* [AIM OF THE TASK] Leave the pictures aside and give back every entry below word for word.

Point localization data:
────────────────

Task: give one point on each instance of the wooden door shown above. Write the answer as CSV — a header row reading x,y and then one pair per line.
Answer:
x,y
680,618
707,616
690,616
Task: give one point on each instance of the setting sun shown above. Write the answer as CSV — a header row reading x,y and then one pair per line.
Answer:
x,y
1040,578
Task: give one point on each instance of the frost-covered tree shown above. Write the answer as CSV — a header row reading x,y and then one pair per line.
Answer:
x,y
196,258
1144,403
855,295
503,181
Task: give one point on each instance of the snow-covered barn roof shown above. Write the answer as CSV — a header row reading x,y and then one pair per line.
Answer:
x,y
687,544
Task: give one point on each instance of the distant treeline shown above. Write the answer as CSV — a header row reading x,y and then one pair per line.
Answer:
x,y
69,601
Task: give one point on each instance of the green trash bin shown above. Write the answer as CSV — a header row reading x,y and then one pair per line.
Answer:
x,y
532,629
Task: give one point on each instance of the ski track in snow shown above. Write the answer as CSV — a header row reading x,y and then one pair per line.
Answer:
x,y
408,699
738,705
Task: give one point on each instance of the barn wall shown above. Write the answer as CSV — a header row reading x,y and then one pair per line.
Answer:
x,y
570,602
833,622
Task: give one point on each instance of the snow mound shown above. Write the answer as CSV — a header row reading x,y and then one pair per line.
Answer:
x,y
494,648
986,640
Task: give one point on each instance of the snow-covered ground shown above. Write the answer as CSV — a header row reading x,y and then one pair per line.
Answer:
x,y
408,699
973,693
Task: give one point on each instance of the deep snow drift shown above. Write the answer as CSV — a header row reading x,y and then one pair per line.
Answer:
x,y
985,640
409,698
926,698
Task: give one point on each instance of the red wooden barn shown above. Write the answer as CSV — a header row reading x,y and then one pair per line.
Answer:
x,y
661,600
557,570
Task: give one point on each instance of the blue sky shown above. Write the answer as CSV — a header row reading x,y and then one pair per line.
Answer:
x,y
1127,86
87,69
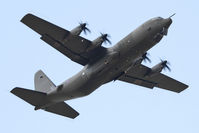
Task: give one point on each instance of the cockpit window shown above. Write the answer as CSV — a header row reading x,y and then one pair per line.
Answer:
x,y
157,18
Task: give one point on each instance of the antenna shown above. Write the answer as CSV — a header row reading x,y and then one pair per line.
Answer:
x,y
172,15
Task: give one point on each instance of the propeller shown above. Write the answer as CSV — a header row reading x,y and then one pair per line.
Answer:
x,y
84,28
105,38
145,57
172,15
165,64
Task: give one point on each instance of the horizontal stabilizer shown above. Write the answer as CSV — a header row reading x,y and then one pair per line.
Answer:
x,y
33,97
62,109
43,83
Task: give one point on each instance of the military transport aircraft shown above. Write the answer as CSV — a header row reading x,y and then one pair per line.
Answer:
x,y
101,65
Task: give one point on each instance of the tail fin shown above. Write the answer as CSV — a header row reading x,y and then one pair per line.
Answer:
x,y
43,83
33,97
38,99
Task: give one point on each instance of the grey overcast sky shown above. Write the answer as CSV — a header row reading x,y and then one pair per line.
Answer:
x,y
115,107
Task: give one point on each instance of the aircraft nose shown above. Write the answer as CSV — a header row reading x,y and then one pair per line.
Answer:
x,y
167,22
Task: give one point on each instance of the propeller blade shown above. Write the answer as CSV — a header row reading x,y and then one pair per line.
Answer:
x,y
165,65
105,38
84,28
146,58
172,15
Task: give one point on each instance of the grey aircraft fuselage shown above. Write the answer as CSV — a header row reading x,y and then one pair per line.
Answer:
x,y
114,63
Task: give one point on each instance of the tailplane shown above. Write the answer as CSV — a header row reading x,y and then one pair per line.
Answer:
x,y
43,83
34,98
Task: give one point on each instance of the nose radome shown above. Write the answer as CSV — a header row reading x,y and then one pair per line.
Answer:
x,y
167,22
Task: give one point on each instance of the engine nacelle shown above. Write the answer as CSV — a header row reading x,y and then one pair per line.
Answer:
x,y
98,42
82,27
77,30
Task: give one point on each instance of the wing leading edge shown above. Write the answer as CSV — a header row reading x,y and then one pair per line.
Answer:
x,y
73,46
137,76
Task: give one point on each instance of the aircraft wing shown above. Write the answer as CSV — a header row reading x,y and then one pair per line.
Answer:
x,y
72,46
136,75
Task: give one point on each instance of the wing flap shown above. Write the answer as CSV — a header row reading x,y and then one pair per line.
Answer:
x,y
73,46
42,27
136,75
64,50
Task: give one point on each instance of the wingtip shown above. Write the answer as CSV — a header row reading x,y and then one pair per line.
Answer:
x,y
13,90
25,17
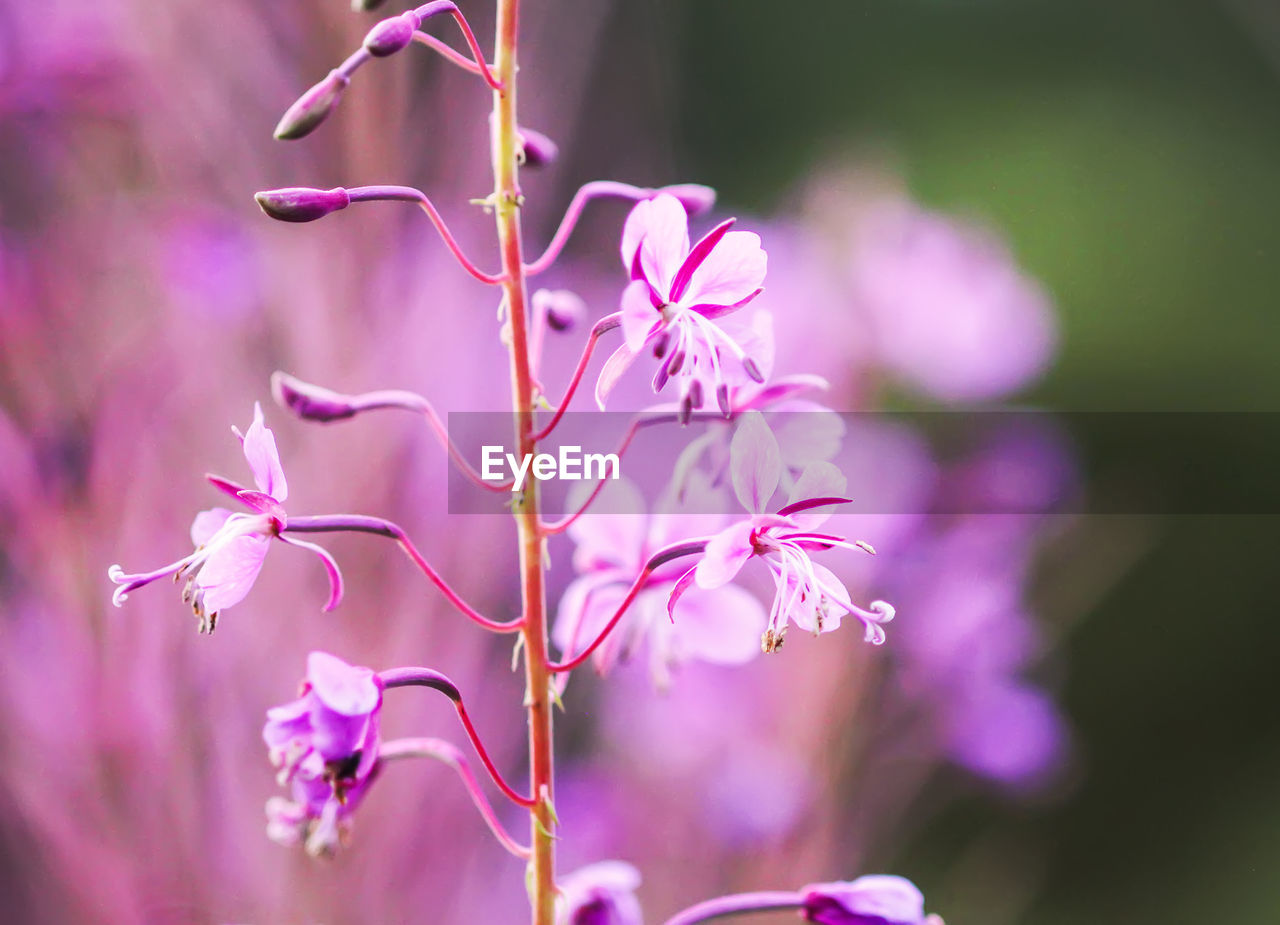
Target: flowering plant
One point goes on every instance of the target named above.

────────────────

* [RESPONSE TO THIS EXERCISE]
Task: give one point on each instance of the wooden door shown above. Write the answer as CSV — a header row reading x,y and then one pair per line.
Answer:
x,y
680,618
707,616
690,616
Task: give one point on each instance of the setting sun shown above. Write the answer as CSV — a header row reading x,y and then one pair per line.
Answer:
x,y
1040,578
Task: give one point on each instance of the frost-covered tree shown above. Write the answer as CSV — a header row reading x,y and then one pair per line.
Answer:
x,y
196,258
1144,403
855,295
503,181
Task: give one point on each instance of the snow-covered barn roof shown above. Write the answer as CSV — a header row reading x,y and then one pair per line.
Answer:
x,y
687,544
Task: give one point on each instance of the distant treeline shown above. Write the answer as CSV — a header row reading x,y and then one pair per line.
Answer:
x,y
69,601
Task: give one point on each instance of the green trash bin shown above. Write the answer as CSV — a header row reading x,y and then one pair per line.
Answer:
x,y
532,629
Task: give one point on each instance of the ski track in snow shown above. Write the answer as CSV — a header row reading x,y and then one pair per line.
Answer:
x,y
408,699
738,705
Task: give one point on each instance of the barn wall shown above. Write the answer as CSV — a header row reading x,y and then one pair per line.
Answer:
x,y
570,602
833,622
Task: give one point on each instance of the snow mound shown above. Write the answer as CSV — a header row reading x,y and then one pair per line.
Answer:
x,y
494,648
986,640
Task: give one point on each instance of the snow-covered ground shown above. Write the answer as CSV — a header row reading x,y and then one pair per line.
Answer:
x,y
408,699
973,693
Task: give one point on each instance of the deep snow drift shown above. Write the answer as CSV — a header row reading x,y and then one pair per line.
Answer:
x,y
985,640
409,698
926,698
Task: give one point on each instance of the red wooden barn shown above. Write the answer as CSV — a header row reading x,y and then one pair per line.
Answer:
x,y
661,600
557,570
Task: give one point on each instance of the blue sky shown above. Write the answer as CSV — a header row reading x,y and then one pair per line.
Answer:
x,y
1127,86
87,69
Task: give one point on each instance of the cockpit window shown above. Write the answer as CSV — a header row reading x,y and then one pair per line.
Answer:
x,y
157,18
Task: give one point on each instance of the antenna shown above. Write the answer as CSV — a header row reading x,y and then one pair per line.
Answer:
x,y
172,15
Task: give one point on each instance of the propeller shown above. Write the answer as CSV — a header row reading x,y and then one pair per line.
Answer:
x,y
84,28
105,38
145,57
172,15
165,64
Task: give one point on each instance of the horizontal stabilizer shown above. Write the answer as CSV — a header row reading x,y and then one pair per line.
Answer:
x,y
33,97
62,109
43,83
Task: give one point on each instance of the military transport aircraft shown above. Write the answer as CSV — a header row reading x,y and then one pair per line.
Answer:
x,y
101,65
Task: give one point on each instance of the tail fin shown above. Write the answer as CSV — a header row reading x,y and then one pair per line.
Answer:
x,y
43,83
33,97
38,99
Task: give one point on each instance of the grey overcast sky shown above. Write the answer as CSV — a header row reading x,y and then one pair per line.
Answer:
x,y
115,107
Task: give one point on each instance of the aircraft nose shown above. Write the answer as CSV — a header row reading x,y and then one pair per line.
Answer:
x,y
167,22
Task: give one point on each instance of the propeller blade shown above. Write the answer as CSV — a header row reading x,y and then one pair per line.
Answer:
x,y
165,65
105,38
84,28
146,58
172,15
Task: give one point on each instance of the grey aircraft fuselage shown above. Write the answer as CSV — a header row reading x,y and then one pair per line.
Answer:
x,y
114,63
Task: give one point on each instance of the tailplane shown above. Write the answer as CSV — a header row reading x,y and then one pair per line.
Answer:
x,y
43,83
34,98
Task: give one point on each instance of the nose radome shown above. Write the answer as CSV — a header row reading x,y and then one pair per line.
Answer:
x,y
167,22
Task: give one point on each instance of the engine nacelle shown above. Write the answer as CSV — a header row reading x,y and then one pair per line.
Answer:
x,y
98,42
82,27
77,30
Task: give one point on each instance of the wing leading edge shown above. Write the answer as CSV — a header row reading x,y and then one pair per line.
Answer:
x,y
73,46
137,76
Task: give one point on each instance of the aircraft wing shown above. Write the answer as CSV — a header row reading x,y and then one pair per line.
Answer:
x,y
72,46
136,75
Task: give one point on each instance of the wing flap shown above. Write the answer as CSV — a header row reading x,y and then one pair per line.
Answer:
x,y
73,46
42,27
136,75
64,50
Task: give one point on each instance of the wingtip shown above. Write the answer as CSV — a header row reading x,y and then one pair per line.
Answer:
x,y
13,90
25,17
Target: flowering plant
One point goes on every instance of the target named above.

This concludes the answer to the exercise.